**What is needed**: An exact copy of each line below is needed, with no images in it.

**Data for analysis**:
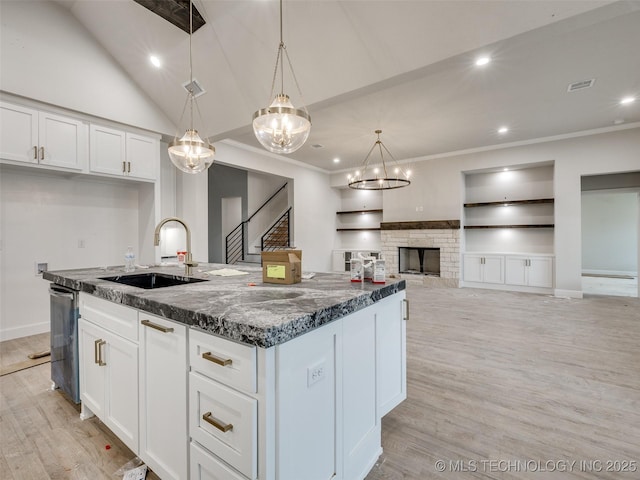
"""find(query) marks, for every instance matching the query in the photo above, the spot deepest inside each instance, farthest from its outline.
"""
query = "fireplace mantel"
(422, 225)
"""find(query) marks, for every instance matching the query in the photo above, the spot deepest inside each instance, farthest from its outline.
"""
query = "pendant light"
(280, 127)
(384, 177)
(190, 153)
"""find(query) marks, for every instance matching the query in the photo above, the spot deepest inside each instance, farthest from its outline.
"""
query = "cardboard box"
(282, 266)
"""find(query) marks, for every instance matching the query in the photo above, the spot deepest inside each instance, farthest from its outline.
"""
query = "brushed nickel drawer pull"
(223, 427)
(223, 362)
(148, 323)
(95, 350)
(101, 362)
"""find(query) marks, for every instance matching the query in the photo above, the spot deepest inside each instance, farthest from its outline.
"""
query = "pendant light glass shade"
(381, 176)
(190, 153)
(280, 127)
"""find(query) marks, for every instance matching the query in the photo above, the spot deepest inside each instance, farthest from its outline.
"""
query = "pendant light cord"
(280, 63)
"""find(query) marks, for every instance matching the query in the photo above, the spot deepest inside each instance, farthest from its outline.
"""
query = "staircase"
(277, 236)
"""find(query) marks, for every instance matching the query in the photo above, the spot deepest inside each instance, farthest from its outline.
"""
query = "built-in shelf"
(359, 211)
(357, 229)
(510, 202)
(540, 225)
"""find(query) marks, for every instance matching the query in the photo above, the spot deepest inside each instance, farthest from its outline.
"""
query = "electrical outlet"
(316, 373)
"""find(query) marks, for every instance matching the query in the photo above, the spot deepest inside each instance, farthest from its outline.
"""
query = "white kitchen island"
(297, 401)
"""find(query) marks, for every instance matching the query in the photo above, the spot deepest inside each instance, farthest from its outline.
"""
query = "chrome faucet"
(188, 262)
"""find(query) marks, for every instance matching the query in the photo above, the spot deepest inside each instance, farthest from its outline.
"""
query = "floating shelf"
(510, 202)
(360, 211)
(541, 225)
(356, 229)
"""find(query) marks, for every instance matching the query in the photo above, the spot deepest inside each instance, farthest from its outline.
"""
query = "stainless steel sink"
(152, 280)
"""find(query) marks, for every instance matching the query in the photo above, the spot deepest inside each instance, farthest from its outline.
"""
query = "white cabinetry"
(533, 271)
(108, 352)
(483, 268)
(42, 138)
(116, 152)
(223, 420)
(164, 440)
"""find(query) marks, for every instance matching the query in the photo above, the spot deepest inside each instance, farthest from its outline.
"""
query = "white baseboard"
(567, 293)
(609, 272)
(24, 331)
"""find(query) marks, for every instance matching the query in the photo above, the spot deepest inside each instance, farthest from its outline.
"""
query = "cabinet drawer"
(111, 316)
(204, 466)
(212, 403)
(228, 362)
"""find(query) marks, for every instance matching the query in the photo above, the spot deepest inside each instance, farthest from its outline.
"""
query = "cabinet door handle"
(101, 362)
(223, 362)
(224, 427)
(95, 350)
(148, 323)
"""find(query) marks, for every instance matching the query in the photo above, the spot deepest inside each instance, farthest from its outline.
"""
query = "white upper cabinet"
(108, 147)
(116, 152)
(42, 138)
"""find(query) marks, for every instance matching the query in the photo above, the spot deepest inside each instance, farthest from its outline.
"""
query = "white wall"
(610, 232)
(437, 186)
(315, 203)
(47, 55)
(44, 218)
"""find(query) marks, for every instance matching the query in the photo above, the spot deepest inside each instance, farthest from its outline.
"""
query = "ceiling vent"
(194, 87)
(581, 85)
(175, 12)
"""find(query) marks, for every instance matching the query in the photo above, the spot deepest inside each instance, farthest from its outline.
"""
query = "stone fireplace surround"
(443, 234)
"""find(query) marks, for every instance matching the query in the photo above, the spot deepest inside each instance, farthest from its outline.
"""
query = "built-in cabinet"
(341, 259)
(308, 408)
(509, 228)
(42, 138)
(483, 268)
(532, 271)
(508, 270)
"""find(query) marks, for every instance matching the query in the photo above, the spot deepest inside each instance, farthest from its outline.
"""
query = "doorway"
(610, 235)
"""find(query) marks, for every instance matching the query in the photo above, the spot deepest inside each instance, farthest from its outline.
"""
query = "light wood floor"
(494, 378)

**Task solution**:
"""find(query) marks, for every instance matching the query in the photo above, the spot deepest inside each instance, farthest from its outline.
"""
query = "fireplace mantel"
(422, 225)
"""find(query) marks, for every instance matching the query in the photo above, the spot deepest inside each instance, farthest from its outline.
"""
query = "pendant light"
(280, 127)
(384, 177)
(190, 153)
"""find(query) marks, for every instance matching the query in the photo above, the spot deepest inside each instance, farthest from its outline.
"""
query = "cardboard box"
(282, 266)
"""find(query) marks, for every instance matching the query in the photo above, the spot deepest inside each instance, farthest from its outline.
"""
query = "brushed nickel drawer pull"
(223, 427)
(223, 362)
(148, 323)
(95, 350)
(101, 362)
"""find(query) marks, for every instance matching the query in the photo above, the spot deepest inside each instance, farthest from its outline.
"""
query = "pendant light glass shade"
(381, 176)
(190, 153)
(280, 127)
"""find(query) marks, for every instance matching the query in the photo above, the spot deepest inside each instance, farthest from its outline.
"""
query = "pendant light cord"
(280, 63)
"""find(query) marks, for every instance matching the query in the photo above, the spot deepest inside each instance, farthest from its outline.
"""
query = "staircase"
(277, 236)
"""find(query) marks, for every instance matching the query in the photo above, the spot deepest inside each instance, farthest from its outline.
"""
query = "built-in shelf"
(359, 211)
(357, 229)
(510, 202)
(540, 225)
"""find(query) marks, for every instance matching the query in the photo above, the spot deepest inside each instance, farthest from its outline.
"""
query = "electrical outlet"
(316, 373)
"""find(query) marks, for every instance matching the query in the photo above, the spot deepest inside each instance, farthest from its outline.
"""
query = "white kitchen island"
(297, 401)
"""find(query) marks, for every instance matching the query in the photo above, the spot deepest inside each instance, farthest from its outline.
"""
query = "chrome faucet"
(188, 262)
"""find(query) marks, for every instance matching the query in the photo above, the spot deepest inside each instance, farthest from its outline.
"""
query = "floating shelf"
(510, 202)
(360, 211)
(541, 225)
(356, 229)
"""find(query) marks, for every instance matching the query in the photo above, the spot deepest inside each instance, farthest from its outline.
"""
query = "stainless steel sink"
(152, 280)
"""find(query) marks, for every instance matching the query in the photo above, the spot deepest inside each instance, farthest from its outline.
"""
query = "white cabinetry"
(533, 271)
(108, 352)
(483, 268)
(42, 138)
(116, 152)
(223, 420)
(164, 440)
"""find(query) marks, for every instance matching the query in the photo above, the spot deepest inside each instance, farthest from its outline.
"""
query = "white baseboard"
(567, 293)
(609, 272)
(24, 331)
"""find(query) marks, for every instance matching the query in the photo above, the spot deepest inside each instance, farthest from its outline.
"""
query = "cabinet drawer"
(111, 316)
(204, 466)
(212, 403)
(228, 362)
"""find(query) marks, for every instance matching the query in the photo above, the spot deepest inside each instance, farthest from its outline.
"""
query = "cabinet door handle"
(101, 362)
(223, 362)
(224, 427)
(95, 350)
(148, 323)
"""find(query) marks, for every instance matching the query in the photo above, the spot deepest inside each instance, farthest from its outline.
"""
query = "white upper cabinet"
(108, 147)
(116, 152)
(42, 138)
"""find(query) marks, for every instance matching the query in the photo above, the spot deepest inside each instance, farthest from its outline.
"""
query = "white wall"
(610, 232)
(437, 186)
(315, 203)
(47, 55)
(44, 218)
"""find(query) marks, for every instance matching the query in the photo above, the spot deepest inside each instance, farthest from its outline.
"""
query = "ceiling vent"
(194, 87)
(581, 85)
(175, 12)
"""find(query) marks, for every instance matching the query in the photo above, the spot deepest inside each instance, farthest from its outline.
"""
query = "stone fireplace surround"
(443, 234)
"""find(query) marks, for every instance matching the query in the photo above, the spot deepest inside each instance, farthest from its outline.
"""
query = "built-in cabinet"
(341, 259)
(308, 408)
(509, 228)
(42, 138)
(483, 268)
(532, 271)
(508, 270)
"""find(query) marks, for every instance matching the query in the photo above, the spot deepest inside each instance, farthest from its outline.
"""
query = "doorway"
(610, 235)
"""find(query) marks, for every instance matching the query in the photo above, the spot deepest inside each instance, farthest from its outline.
"""
query = "light wood floor"
(494, 378)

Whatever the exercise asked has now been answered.